[Excerpt from a dataset]

------

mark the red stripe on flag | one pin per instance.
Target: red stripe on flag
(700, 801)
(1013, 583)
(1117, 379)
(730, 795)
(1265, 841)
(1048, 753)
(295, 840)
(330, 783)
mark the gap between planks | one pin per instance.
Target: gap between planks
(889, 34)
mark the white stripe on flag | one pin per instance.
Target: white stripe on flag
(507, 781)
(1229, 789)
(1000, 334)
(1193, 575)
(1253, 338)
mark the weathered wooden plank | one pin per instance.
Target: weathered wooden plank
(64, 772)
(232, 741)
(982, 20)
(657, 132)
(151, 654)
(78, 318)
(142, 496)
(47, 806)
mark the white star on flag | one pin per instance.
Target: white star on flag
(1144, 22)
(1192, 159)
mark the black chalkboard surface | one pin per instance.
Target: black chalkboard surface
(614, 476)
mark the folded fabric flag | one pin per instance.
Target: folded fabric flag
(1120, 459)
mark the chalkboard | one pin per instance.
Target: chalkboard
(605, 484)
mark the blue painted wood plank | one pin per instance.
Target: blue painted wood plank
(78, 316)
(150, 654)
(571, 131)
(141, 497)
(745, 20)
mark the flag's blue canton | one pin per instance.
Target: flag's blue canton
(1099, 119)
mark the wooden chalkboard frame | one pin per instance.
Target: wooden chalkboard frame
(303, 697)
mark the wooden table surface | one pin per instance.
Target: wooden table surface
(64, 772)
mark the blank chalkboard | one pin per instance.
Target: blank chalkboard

------

**Your goal:** Every line from the one containing "mark the gap" through the last line of the entries must be written out verbatim, and no other line.

**Finished task:**
mark the gap between planks | one pin per instance.
Target: gap between planks
(889, 34)
mark the white stripe on flag | one pin per instance.
Target: white stripe on flag
(507, 781)
(1229, 789)
(1000, 334)
(1193, 575)
(1253, 338)
mark the weathered wooden plank | one pin per instance.
Target: weathered wooden plank
(64, 772)
(232, 741)
(982, 20)
(657, 132)
(151, 654)
(78, 318)
(142, 496)
(47, 806)
mark the white star on flag | one pin per instance.
Target: white star on flag
(1144, 22)
(1192, 159)
mark the black chalkboard surface | one pin per instance.
Target: black chalkboard surface
(614, 476)
mark the folded fabric flag | one pin per instance.
Target: folded fabric flag
(1120, 459)
mark the chalkboard | one pin per instance.
Target: chalkboard
(605, 484)
mark the blue painted wood plank | one pin per instance.
Target: blue painted wood plank
(78, 316)
(150, 654)
(571, 131)
(141, 497)
(745, 20)
mark the flag's blue canton | one pin per instance.
Target: flag's blue canton
(1099, 119)
mark the wooden chalkboard frame | one pin per instance.
Target: wooden chalkboard frame
(303, 697)
mark the wooden table surface | one pin per instance.
Target: wooden table surface
(64, 772)
mark the blank chalkboard | one pin per instance.
Target: blank chalkboard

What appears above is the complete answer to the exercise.